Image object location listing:
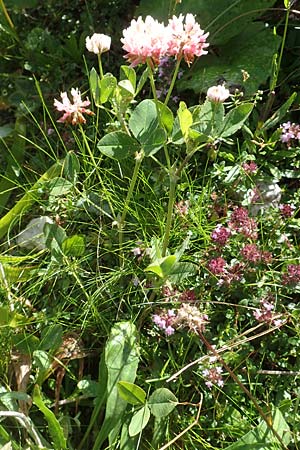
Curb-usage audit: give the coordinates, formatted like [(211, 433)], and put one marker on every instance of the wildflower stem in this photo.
[(100, 66), (243, 387), (138, 161), (276, 69), (173, 182), (7, 16), (174, 77), (153, 88)]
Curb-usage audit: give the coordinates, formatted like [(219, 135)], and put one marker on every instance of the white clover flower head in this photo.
[(217, 94), (98, 43)]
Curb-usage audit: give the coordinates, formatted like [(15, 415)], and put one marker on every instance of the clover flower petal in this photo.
[(98, 43), (73, 111)]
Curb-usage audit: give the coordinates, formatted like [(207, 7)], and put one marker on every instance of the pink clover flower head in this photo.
[(144, 40), (165, 320), (242, 223), (189, 316), (186, 38), (217, 94), (217, 265), (290, 132), (182, 207), (266, 314), (251, 253), (98, 43), (213, 376), (292, 276), (220, 234), (73, 112), (286, 210), (250, 167)]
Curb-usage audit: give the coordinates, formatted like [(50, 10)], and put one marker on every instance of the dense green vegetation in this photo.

| Objective |
Recast the listing above as a Markdown table with the columns "Row" and "Line," numbering each line and leaving out blank lines. Leave the pictures out of the table.

| Reply |
| Row | Line |
|---|---|
| 1 | Curb-usage audit: give the coordinates, formatted like [(211, 433)], and put one marker on every instance of the wildflower stem in this photo. |
| 2 | [(100, 66), (243, 387), (138, 161), (276, 69), (173, 182), (7, 16), (174, 77), (153, 88)] |
| 3 | Curb-usage audit: give the coordinates, formatted like [(219, 135)], and put one marker on every instance of the white clover flower head in this photo. |
| 4 | [(217, 94), (98, 43)] |
| 5 | Curb-usage audit: give the coordinates, formatted like [(15, 415)], and put one marker on every instance of the clover flower petal in this photo. |
| 6 | [(98, 43), (73, 111)] |
| 7 | Curb-usage audit: give the coordinates, formatted like [(207, 7)], and put one marker on every instance of the pink clover flower head in this photo. |
| 8 | [(144, 40), (165, 320), (242, 223), (189, 316), (186, 38), (217, 94), (217, 265), (290, 132), (182, 207), (266, 314), (251, 253), (98, 43), (213, 376), (292, 276), (220, 234), (73, 112), (286, 210), (250, 167)] |
| 9 | Curb-usage audit: give the coordinates, formatted like [(50, 10)], and put one marker on every instance of the dense green vegetation in this photo. |